[Records from a data collection]
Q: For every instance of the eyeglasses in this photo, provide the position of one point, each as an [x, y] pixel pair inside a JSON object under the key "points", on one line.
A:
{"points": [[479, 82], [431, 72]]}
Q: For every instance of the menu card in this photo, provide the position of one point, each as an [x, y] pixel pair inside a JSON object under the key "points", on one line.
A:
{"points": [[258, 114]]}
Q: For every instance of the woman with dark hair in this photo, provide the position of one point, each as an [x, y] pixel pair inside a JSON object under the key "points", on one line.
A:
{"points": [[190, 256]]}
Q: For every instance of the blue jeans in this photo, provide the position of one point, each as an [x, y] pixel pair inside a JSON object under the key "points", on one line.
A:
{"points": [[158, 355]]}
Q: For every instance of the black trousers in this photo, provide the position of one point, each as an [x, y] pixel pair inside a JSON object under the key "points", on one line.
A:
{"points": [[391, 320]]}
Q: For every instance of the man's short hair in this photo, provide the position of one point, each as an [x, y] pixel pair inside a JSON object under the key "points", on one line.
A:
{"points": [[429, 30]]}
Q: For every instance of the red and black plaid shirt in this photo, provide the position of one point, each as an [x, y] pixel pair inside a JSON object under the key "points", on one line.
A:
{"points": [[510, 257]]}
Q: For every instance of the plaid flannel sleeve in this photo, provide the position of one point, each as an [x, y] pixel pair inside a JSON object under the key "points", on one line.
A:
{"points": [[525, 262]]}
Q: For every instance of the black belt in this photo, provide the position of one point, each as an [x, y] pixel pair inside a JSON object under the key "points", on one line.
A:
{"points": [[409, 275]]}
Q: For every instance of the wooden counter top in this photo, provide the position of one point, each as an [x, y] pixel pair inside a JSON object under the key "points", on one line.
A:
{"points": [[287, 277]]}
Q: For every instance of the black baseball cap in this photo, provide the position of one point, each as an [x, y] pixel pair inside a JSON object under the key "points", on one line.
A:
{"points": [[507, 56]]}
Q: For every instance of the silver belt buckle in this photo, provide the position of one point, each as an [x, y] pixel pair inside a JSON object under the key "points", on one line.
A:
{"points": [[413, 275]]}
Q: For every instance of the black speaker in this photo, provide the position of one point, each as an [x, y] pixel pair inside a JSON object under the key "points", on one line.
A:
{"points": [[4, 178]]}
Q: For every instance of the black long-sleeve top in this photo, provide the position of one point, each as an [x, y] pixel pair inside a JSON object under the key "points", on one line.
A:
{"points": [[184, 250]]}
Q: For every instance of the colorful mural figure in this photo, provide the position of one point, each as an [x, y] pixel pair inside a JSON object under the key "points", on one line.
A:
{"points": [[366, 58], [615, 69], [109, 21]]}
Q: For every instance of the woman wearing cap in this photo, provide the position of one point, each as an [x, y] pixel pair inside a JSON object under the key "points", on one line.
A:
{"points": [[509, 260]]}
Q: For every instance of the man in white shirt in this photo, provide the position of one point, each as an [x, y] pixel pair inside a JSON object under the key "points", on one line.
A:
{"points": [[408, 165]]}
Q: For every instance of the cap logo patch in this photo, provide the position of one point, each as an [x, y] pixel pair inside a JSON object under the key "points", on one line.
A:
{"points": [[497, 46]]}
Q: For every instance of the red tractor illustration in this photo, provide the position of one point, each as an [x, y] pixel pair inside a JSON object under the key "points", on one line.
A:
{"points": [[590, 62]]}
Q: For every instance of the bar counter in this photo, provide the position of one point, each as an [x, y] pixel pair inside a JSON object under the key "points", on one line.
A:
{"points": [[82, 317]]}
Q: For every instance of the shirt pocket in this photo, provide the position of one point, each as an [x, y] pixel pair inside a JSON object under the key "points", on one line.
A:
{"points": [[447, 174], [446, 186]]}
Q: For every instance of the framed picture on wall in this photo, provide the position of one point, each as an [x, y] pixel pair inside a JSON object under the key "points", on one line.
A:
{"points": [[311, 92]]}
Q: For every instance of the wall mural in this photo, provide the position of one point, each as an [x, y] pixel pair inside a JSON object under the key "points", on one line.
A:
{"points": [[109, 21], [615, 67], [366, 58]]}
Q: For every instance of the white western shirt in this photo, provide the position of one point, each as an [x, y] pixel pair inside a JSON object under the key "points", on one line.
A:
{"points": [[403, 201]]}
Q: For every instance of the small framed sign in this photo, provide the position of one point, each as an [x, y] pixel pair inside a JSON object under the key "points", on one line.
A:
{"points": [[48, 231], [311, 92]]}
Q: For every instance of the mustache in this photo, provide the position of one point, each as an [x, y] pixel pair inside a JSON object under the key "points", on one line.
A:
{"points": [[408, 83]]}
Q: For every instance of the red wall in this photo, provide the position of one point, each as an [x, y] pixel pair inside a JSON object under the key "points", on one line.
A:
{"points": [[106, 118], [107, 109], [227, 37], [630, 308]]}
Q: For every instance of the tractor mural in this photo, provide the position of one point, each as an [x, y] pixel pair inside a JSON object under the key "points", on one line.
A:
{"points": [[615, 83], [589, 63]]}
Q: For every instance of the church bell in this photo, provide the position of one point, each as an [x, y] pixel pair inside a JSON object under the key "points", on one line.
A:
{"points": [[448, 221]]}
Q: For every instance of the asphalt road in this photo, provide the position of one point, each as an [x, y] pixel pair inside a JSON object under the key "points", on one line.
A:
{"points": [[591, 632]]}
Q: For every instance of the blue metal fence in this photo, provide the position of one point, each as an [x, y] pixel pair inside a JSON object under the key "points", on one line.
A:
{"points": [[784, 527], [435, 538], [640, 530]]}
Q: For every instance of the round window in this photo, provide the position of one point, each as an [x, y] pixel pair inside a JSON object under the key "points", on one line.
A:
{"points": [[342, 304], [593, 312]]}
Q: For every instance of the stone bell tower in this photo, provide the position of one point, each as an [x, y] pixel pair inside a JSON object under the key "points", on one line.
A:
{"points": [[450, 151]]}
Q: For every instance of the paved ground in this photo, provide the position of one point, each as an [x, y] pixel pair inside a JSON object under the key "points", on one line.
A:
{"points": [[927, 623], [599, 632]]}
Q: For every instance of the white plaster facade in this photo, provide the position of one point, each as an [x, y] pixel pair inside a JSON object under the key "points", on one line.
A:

Short problem: Find the line containing "Q: For every instance of the stone". Reproduce it exactly, along with every line after it through the last.

Solution:
Q: For every instance of the stone bell tower in this photo, provide the position of one point, each as an [x, y] pixel pair inside a JSON object under the key "points", on one line.
A:
{"points": [[450, 151]]}
Q: For every instance of the paved ground in this photo, provide the position of one point, each as an [x, y] pixel pair inside a JSON object under the key "points", on one line.
A:
{"points": [[927, 623], [599, 632]]}
Q: For every instance of the white plaster facade in this photo, provide the position of one point, each as an [x, y] pixel pair inside a JSON object under the key "points", on one line.
A:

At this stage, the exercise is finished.